▶ _Task prompt_:
Pick out every line in the records below that contains the string "green", and copy each of those lines. Case counts.

▶ _Stored data_:

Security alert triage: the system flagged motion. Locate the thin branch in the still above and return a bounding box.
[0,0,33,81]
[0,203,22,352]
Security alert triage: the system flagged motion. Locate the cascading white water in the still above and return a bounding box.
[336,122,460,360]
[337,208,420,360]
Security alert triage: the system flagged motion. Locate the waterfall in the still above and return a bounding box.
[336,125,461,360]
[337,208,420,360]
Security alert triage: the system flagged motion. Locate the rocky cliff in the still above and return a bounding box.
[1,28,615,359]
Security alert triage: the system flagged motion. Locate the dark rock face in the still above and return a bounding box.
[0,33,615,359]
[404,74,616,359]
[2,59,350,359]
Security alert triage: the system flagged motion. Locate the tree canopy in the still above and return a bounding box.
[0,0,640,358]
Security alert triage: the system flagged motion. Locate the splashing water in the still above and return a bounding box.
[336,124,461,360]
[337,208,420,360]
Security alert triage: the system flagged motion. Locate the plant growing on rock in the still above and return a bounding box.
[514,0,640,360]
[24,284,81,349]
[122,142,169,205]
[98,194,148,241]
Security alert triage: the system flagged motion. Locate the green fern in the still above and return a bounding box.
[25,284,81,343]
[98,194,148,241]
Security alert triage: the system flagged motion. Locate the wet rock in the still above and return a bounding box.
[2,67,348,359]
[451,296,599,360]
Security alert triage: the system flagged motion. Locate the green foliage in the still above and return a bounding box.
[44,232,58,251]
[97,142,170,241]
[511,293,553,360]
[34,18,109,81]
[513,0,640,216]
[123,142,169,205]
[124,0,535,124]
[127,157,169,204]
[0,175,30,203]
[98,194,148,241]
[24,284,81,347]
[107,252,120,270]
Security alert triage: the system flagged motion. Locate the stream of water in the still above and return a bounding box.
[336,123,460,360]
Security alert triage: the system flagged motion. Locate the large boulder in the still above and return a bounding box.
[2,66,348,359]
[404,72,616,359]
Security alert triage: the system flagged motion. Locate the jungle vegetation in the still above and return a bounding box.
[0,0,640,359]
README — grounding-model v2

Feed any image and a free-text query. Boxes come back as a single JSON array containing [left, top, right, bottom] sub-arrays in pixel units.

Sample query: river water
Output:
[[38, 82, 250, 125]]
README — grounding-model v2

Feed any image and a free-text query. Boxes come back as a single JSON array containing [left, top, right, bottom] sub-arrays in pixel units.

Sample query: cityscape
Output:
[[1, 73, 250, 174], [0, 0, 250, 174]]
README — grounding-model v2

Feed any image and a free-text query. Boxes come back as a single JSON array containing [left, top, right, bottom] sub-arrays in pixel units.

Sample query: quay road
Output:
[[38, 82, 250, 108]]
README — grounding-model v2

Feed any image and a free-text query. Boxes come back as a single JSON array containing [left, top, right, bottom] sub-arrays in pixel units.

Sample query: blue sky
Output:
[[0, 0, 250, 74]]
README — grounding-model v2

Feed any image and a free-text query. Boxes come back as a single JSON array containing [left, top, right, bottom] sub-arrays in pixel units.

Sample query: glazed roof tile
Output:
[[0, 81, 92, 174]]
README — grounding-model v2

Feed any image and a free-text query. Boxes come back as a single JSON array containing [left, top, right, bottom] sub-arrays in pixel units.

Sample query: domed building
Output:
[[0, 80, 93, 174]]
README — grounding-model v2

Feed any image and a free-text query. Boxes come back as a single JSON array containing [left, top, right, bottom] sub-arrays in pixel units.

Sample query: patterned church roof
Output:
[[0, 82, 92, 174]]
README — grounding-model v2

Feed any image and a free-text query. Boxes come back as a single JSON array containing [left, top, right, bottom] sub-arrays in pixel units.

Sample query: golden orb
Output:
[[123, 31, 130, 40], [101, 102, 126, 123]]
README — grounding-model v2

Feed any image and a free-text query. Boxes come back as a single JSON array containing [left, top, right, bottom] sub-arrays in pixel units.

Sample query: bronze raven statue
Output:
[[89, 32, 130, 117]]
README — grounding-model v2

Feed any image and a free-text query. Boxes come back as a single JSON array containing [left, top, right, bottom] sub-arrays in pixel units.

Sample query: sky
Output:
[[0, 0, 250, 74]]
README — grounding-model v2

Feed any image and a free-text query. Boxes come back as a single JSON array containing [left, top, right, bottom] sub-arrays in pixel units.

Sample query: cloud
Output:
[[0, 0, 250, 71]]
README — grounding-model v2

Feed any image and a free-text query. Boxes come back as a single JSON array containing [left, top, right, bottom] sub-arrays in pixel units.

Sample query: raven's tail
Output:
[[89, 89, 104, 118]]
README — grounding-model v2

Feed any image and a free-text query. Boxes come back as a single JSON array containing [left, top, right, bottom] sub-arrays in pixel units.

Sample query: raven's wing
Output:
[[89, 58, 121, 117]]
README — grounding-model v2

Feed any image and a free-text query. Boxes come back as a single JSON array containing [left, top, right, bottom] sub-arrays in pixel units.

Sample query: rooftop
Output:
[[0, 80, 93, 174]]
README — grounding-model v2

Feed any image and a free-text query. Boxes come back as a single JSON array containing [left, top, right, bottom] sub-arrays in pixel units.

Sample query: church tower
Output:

▶ _Response to this exercise_:
Security alert triage: the system flagged motion. Locate the green fern in the still above and return a bounding box.
Security alert triage: the system flagged motion. Locate the green foliage in the still above and return a bounding box.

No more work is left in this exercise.